▸ **Stored data**:
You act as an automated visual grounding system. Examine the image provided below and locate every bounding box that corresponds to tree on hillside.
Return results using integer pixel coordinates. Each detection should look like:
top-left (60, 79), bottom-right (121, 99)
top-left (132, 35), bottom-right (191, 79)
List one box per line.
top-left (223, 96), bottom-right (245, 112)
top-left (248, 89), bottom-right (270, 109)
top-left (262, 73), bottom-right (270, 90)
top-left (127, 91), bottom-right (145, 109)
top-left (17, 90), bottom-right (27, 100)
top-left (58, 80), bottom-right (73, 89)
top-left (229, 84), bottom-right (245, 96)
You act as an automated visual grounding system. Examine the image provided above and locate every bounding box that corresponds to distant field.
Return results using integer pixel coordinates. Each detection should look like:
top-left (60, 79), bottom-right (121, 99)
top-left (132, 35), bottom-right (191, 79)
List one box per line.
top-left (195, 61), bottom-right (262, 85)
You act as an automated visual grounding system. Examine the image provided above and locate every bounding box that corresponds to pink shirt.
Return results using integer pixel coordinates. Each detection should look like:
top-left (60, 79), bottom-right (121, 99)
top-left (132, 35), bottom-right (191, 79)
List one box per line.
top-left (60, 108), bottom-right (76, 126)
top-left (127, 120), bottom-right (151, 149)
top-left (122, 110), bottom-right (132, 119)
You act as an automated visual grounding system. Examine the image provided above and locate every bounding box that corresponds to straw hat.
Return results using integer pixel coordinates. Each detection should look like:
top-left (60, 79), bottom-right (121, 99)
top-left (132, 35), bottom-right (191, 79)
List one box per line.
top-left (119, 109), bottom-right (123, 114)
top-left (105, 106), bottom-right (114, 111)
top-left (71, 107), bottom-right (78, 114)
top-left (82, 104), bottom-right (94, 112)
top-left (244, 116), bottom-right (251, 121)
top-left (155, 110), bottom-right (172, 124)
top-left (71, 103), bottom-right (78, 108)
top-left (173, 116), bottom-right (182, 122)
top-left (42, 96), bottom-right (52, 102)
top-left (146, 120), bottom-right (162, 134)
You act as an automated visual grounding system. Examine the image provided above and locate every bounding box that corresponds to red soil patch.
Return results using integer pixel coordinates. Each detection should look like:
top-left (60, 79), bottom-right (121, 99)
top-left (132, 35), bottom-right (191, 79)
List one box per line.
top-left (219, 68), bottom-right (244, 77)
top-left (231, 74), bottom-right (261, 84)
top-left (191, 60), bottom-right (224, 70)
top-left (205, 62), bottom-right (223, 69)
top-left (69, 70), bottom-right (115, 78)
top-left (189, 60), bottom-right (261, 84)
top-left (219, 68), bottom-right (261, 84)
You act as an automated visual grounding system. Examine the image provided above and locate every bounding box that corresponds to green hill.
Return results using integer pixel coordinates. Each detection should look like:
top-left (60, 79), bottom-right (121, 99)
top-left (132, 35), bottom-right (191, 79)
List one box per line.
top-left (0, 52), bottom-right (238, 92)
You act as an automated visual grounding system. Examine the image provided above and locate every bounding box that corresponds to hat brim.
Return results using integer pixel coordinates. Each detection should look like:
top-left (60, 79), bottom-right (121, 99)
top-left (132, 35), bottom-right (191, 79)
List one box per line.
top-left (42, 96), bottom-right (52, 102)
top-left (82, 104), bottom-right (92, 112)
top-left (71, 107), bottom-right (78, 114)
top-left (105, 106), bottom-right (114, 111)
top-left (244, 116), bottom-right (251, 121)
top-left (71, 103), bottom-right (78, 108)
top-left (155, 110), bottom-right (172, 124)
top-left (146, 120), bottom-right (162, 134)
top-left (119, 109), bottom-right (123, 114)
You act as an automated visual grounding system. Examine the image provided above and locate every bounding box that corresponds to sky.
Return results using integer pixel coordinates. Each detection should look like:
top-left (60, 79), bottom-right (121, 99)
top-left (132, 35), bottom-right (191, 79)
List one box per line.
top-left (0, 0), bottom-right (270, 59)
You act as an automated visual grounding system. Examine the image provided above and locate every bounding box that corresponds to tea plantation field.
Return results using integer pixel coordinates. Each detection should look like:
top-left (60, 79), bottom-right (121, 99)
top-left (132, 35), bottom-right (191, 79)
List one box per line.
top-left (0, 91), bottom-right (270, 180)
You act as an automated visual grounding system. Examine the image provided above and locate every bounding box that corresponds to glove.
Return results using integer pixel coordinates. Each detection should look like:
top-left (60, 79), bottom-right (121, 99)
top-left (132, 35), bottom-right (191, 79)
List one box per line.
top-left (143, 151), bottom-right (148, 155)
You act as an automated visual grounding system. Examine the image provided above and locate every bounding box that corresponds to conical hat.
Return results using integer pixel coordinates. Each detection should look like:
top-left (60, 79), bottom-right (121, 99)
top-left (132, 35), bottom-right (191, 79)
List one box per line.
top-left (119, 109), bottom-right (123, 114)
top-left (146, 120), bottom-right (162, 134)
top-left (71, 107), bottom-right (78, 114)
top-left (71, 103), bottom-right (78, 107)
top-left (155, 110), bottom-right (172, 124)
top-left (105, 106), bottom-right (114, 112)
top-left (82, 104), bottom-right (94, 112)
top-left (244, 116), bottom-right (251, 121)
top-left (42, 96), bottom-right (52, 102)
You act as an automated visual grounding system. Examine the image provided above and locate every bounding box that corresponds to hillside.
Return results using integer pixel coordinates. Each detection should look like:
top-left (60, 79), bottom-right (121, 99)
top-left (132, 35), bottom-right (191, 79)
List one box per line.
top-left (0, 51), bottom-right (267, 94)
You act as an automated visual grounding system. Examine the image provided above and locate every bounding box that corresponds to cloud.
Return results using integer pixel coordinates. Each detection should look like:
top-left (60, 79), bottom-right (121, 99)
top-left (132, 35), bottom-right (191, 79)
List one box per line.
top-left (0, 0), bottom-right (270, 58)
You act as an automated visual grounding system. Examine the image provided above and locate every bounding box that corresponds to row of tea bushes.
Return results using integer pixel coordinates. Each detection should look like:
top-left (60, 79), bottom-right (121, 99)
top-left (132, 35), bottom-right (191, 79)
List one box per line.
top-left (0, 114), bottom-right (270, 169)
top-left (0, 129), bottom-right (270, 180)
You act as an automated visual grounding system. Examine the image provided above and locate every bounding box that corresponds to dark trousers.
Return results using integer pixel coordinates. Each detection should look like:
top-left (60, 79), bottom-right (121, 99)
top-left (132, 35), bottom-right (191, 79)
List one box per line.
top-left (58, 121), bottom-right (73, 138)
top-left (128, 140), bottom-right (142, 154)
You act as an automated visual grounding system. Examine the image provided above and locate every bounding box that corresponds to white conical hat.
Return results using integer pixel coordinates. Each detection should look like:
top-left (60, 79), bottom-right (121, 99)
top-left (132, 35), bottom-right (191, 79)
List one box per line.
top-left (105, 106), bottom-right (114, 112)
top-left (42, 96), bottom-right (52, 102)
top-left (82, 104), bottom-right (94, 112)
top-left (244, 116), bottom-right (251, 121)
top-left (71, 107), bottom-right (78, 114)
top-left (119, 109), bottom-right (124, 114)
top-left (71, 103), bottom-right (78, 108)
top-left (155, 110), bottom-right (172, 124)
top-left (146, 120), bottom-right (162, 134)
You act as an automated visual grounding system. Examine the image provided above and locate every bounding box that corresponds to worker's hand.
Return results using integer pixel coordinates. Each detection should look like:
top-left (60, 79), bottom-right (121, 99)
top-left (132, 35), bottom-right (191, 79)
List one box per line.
==
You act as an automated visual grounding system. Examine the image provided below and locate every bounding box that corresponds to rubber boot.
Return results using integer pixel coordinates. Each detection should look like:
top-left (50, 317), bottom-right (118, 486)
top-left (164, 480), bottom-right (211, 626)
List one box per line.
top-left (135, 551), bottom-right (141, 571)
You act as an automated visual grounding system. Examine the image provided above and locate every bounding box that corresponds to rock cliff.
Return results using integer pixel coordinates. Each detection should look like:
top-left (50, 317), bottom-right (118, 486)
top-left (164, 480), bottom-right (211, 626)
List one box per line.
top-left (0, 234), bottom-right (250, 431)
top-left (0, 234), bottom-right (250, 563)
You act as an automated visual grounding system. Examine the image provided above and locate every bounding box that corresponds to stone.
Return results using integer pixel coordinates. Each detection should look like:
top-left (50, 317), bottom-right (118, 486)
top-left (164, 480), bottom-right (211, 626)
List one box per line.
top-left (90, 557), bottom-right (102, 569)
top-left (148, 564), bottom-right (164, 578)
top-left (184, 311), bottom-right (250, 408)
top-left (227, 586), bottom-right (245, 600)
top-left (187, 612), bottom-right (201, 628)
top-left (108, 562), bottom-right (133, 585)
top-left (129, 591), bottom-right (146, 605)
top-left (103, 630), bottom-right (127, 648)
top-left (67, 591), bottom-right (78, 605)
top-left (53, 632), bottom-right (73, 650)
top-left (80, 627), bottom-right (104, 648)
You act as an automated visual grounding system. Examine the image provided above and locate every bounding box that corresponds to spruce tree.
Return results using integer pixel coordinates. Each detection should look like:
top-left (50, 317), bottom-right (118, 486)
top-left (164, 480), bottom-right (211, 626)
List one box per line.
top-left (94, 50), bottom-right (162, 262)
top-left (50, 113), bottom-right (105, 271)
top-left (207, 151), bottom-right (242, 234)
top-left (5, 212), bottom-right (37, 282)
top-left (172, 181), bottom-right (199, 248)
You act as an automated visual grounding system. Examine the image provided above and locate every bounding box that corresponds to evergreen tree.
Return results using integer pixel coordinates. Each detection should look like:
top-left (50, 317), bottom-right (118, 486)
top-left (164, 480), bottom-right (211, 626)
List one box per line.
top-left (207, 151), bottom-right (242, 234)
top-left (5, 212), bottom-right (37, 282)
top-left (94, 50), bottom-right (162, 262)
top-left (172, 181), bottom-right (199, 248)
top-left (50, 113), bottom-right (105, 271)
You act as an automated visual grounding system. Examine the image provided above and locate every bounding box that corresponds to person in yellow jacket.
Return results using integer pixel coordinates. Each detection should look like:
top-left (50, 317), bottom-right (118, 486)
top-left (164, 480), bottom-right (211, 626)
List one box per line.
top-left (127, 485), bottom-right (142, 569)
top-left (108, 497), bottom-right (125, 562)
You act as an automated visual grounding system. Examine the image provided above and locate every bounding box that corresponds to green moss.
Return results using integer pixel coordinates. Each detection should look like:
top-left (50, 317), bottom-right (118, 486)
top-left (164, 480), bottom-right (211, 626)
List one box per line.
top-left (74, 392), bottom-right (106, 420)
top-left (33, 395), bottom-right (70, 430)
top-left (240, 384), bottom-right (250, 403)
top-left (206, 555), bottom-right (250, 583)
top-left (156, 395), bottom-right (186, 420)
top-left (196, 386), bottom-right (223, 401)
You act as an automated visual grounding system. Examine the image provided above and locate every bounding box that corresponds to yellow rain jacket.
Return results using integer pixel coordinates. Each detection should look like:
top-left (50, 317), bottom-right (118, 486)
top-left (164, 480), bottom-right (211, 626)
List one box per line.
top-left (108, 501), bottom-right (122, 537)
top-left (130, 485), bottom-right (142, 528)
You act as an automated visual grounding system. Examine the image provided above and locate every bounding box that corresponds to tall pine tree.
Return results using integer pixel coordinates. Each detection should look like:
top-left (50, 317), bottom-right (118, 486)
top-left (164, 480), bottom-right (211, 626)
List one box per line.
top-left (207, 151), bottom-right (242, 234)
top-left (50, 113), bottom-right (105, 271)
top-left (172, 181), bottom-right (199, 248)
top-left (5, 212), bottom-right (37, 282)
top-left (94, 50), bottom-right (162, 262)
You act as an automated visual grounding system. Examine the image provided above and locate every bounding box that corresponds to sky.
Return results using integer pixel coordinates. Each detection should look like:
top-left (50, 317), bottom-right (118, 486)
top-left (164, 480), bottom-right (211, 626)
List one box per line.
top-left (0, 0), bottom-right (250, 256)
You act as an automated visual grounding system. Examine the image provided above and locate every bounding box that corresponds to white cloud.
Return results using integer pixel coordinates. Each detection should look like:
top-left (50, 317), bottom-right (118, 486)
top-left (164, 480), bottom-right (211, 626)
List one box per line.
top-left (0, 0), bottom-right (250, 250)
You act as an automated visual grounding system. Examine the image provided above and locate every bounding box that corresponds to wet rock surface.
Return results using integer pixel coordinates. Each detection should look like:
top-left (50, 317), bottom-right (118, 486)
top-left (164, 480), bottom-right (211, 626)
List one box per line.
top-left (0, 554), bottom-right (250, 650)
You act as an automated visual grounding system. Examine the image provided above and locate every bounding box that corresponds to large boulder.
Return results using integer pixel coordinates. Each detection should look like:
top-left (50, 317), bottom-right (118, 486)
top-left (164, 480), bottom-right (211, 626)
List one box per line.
==
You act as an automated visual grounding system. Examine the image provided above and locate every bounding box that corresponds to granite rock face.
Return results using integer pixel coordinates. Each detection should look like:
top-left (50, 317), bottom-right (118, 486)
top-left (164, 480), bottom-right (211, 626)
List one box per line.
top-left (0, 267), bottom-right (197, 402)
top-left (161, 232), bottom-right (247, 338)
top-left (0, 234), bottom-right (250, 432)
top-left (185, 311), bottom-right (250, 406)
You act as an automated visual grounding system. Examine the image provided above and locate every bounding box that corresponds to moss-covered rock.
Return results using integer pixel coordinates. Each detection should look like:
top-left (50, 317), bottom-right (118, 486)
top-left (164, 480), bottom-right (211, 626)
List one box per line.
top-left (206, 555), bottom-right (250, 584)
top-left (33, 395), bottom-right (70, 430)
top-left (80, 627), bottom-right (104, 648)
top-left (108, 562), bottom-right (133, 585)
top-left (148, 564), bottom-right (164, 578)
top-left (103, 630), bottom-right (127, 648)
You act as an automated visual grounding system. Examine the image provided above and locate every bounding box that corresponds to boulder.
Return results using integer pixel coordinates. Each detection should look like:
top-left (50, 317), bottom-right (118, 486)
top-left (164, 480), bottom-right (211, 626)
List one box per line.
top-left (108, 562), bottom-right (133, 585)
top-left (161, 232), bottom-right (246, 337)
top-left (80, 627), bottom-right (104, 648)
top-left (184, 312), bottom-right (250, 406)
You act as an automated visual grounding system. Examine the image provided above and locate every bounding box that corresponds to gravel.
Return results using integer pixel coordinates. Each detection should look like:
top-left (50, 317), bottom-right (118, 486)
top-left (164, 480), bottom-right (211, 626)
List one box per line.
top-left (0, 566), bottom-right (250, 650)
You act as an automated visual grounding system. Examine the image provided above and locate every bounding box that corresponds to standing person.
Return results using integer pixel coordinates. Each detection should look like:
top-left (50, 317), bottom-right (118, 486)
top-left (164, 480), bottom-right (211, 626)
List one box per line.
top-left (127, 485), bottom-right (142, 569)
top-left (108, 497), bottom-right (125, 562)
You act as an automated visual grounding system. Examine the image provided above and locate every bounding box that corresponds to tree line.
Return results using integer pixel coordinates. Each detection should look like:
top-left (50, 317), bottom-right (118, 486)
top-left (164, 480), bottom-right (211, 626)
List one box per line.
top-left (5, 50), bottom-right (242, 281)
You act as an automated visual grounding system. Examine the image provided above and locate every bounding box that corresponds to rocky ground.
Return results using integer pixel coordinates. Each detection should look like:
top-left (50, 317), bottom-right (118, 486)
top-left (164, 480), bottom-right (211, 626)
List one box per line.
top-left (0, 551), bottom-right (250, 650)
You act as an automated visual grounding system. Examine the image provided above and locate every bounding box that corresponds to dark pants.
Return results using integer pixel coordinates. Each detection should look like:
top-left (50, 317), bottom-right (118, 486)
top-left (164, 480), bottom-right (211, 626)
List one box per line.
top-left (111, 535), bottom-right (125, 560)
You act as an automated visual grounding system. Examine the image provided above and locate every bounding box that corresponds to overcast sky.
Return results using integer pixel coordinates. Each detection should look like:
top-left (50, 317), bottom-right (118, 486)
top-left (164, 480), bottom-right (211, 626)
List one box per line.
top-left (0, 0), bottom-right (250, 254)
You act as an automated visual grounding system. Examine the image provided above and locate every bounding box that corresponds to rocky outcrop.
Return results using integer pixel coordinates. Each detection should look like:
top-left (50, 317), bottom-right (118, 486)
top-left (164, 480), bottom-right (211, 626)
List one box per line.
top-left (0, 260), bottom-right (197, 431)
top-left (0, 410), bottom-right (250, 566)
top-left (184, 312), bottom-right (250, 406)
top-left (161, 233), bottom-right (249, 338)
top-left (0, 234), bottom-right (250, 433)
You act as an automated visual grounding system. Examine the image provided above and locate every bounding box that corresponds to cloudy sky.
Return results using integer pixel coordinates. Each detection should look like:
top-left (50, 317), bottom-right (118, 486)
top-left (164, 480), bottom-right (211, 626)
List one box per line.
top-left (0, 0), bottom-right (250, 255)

▸ **Goal**: Reproduce the material from the line with "yellow rain jacket." through the line with "top-left (0, 0), bottom-right (250, 256)", substituting "object detection system" for every occurrence of "visual grounding system" and leaving all else unchanged.

▸ **Result**:
You act as an automated object detection system. Examine the image provided above and locate every bounding box that corresponds to yellow rain jacket.
Return results using integer pixel coordinates. Each detection should look like:
top-left (50, 317), bottom-right (118, 486)
top-left (164, 480), bottom-right (211, 626)
List one box per line.
top-left (108, 501), bottom-right (122, 537)
top-left (130, 485), bottom-right (142, 528)
You act as an automated object detection system. Examine the image provided above and locate every bounding box that corresponds to tall pine tree.
Return results using integer pixel coordinates. Each detection should look like:
top-left (50, 317), bottom-right (118, 486)
top-left (164, 480), bottom-right (211, 626)
List one box per line.
top-left (207, 151), bottom-right (242, 234)
top-left (50, 113), bottom-right (105, 271)
top-left (172, 181), bottom-right (199, 248)
top-left (5, 212), bottom-right (37, 282)
top-left (94, 50), bottom-right (162, 262)
You act as an automated object detection system. Examine the image provided above and locate every bounding box that corresponds to sky.
Return results using integer pixel coordinates. Each detection should look like:
top-left (50, 317), bottom-right (118, 486)
top-left (164, 480), bottom-right (211, 626)
List one box per line.
top-left (0, 0), bottom-right (250, 256)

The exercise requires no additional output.